From the first post of the plow pump thread below, list everything the poster says they checked.

* Extract provided:
===
# BOSS Plow Hydraulic Pump Problems



## CleanCut217 (Jan 7, 2014)

I have a 8ft Boss RT3 thats about 10 years old. Yesterday it started going slow when it would raise up, but turning side to side was completely fine. Sometimes it would cut out and not do anything, then come back on. When I got back to the shop I checked the fluid and it was low so I filled it up. Also on the way to the shop it quit working and had to drive there with it an inch off the ground. I cant get the pump to turn on anymore. What could be wrong? 

I have checked for a good ground. I have power getting to the pump when I push the buttons on the remote as well as the smart switch. I know that the solenoid is functioning properly. What else can I check. I really hope its not the pump. I think its an electrical issue since it was cutting in and out on me. I have checked to make sure the harnness' are pushed together good and they are. Help!!!!


----------



## CleanCut217 (Jan 7, 2014)

No one has any clue?


----------



## plowzilla (Nov 19, 2004)

I read that you checked your harness connection. Take it apart and check all the pins on the plow side. There is a pin that is known for breaking off after the years.


----------



## CleanCut217 (Jan 7, 2014)

plowzilla;1713666 said:


> I read that you checked your harness connection. Take it apart and check all the pins on the plow side. There is a pin that is known for breaking off after the years.


I actually checked those. Also I sprayed it all out with wd40 to make sure there wasnt any water in there.

Update on the problem. I tapped the motor while pushing one of the buttons and the motor started working again. Still working fine side to side. Barley goes up still. Then I tapped on the coils and it shot up for a second and then slow again.

So NOW, heres my question. Why did the pump completely stop working until I tapped on the motor. Did it just kick out because it couldnt flow the fluid?

Also now that I have pin pointed it down to the coil for the up and down, what do I need to replace and could there be a blockage in there somewhere?


----------



## plowzilla (Nov 19, 2004)

At ten years old, I can be multiple problems. Here is a troubleshooting guide from Boss:
http://www.bossplow.com/content/servicecenter/documents/rt3_straight_blade_troubleshooting_guide.pdf


----------



## CleanCut217 (Jan 7, 2014)

I know what the problem is. I am wondering if the solenoid coil that releases the fluid to go up is all one part or if there are multiple parts I need to order and also if there is a screen in there or something that could cause a blockage in fluid.
===
* Collected material:
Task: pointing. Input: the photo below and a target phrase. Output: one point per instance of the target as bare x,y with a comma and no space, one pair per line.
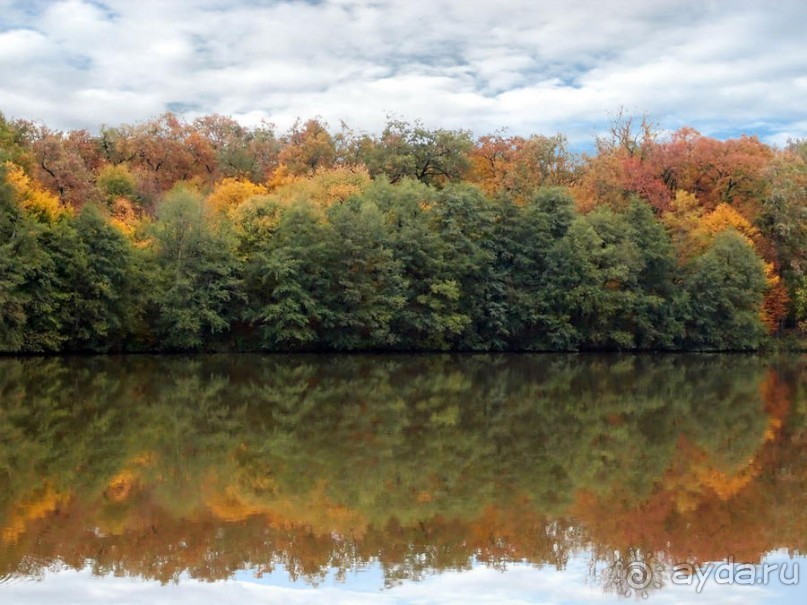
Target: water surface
401,479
===
* Worked solution:
- The fluid level (it was low, so they filled it)
- The ground (they checked for a good ground)
- Power to the pump (it gets power when they push the buttons on the remote and the smart switch)
- The solenoid (they know it is working properly)
- The harness connections (they checked that they are pushed together well)